BEGIN ENTRIES SUPPLIED
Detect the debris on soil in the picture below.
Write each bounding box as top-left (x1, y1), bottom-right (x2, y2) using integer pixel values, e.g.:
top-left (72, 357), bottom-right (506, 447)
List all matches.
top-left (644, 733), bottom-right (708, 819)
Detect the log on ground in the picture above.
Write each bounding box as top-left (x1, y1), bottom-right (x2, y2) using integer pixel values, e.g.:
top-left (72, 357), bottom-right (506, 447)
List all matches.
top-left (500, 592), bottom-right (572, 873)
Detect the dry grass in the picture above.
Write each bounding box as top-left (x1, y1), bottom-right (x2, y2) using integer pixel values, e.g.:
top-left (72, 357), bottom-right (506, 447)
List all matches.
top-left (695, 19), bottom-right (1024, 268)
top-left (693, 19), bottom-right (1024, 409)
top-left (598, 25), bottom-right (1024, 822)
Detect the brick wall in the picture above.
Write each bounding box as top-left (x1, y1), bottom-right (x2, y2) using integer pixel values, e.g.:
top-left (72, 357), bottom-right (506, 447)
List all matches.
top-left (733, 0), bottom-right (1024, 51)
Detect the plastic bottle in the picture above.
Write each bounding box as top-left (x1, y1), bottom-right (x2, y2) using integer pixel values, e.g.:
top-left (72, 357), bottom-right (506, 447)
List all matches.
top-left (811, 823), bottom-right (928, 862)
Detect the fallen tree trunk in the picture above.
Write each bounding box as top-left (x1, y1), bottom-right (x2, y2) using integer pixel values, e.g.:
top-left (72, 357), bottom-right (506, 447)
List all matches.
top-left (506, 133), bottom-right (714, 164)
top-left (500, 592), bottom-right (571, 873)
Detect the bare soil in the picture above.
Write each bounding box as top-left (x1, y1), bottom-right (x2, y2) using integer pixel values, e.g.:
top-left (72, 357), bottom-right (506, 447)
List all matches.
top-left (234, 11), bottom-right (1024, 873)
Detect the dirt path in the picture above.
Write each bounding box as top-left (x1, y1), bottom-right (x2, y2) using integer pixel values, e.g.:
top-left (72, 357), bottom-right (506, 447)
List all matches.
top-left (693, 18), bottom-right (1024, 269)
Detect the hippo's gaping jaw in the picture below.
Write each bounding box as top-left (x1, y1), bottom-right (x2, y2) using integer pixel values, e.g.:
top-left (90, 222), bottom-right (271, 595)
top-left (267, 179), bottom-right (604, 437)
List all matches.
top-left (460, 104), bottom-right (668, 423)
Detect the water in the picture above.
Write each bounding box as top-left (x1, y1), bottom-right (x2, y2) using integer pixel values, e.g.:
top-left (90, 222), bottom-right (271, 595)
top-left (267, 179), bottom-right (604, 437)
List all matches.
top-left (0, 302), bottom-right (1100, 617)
END ENTRIES SUPPLIED
> GIVEN INSTRUCTION
Revise the entries from the beginning through the line containing "top-left (234, 11), bottom-right (1024, 873)", replacing "List all matches" with "Return every match" and leaving everything else unchanged.

> PROBLEM SOLUTION
Detect the debris on soil in the picture below.
Write each bounding box as top-left (x1, y1), bottom-right (x2, y2) using integer pixel values, e.g.:
top-left (72, 357), bottom-right (506, 447)
Return every match.
top-left (644, 733), bottom-right (708, 819)
Detect the log on ground in the picture above.
Write each bounding box as top-left (x1, y1), bottom-right (x2, y2) using integer pixel values, e.g.:
top-left (72, 357), bottom-right (506, 447)
Return every match.
top-left (500, 592), bottom-right (572, 873)
Detect the dry grass in the picture above.
Write each bounding box as top-left (x1, y1), bottom-right (x2, y2) using integer pixel values, e.g.:
top-left (72, 357), bottom-right (506, 447)
Return every match.
top-left (695, 19), bottom-right (1024, 268)
top-left (693, 19), bottom-right (1024, 409)
top-left (598, 25), bottom-right (1024, 822)
Detect the brick wall in the picture above.
Write each bounding box as top-left (x1, y1), bottom-right (x2, y2) using integer pixel values, e.g.:
top-left (72, 357), bottom-right (506, 447)
Return every match.
top-left (733, 0), bottom-right (1024, 51)
Detect the plastic bottle in the picture above.
Write each bounding box as top-left (x1, y1), bottom-right (x2, y2) using integer pixel values, e.g.:
top-left (72, 357), bottom-right (506, 447)
Return every match.
top-left (811, 823), bottom-right (928, 862)
Detect the fallen tree trunk in the picture above.
Write each bounding box as top-left (x1, y1), bottom-right (x2, y2) using integer pixel values, e.g.:
top-left (72, 357), bottom-right (506, 447)
Return every match.
top-left (506, 133), bottom-right (714, 164)
top-left (500, 592), bottom-right (571, 873)
Detect the bare soil in the picture above.
Write each bounding box as top-left (x1, y1), bottom-right (x2, y2) using integer pixel values, e.g.:
top-left (72, 357), bottom-right (506, 447)
Return every match.
top-left (234, 11), bottom-right (1024, 873)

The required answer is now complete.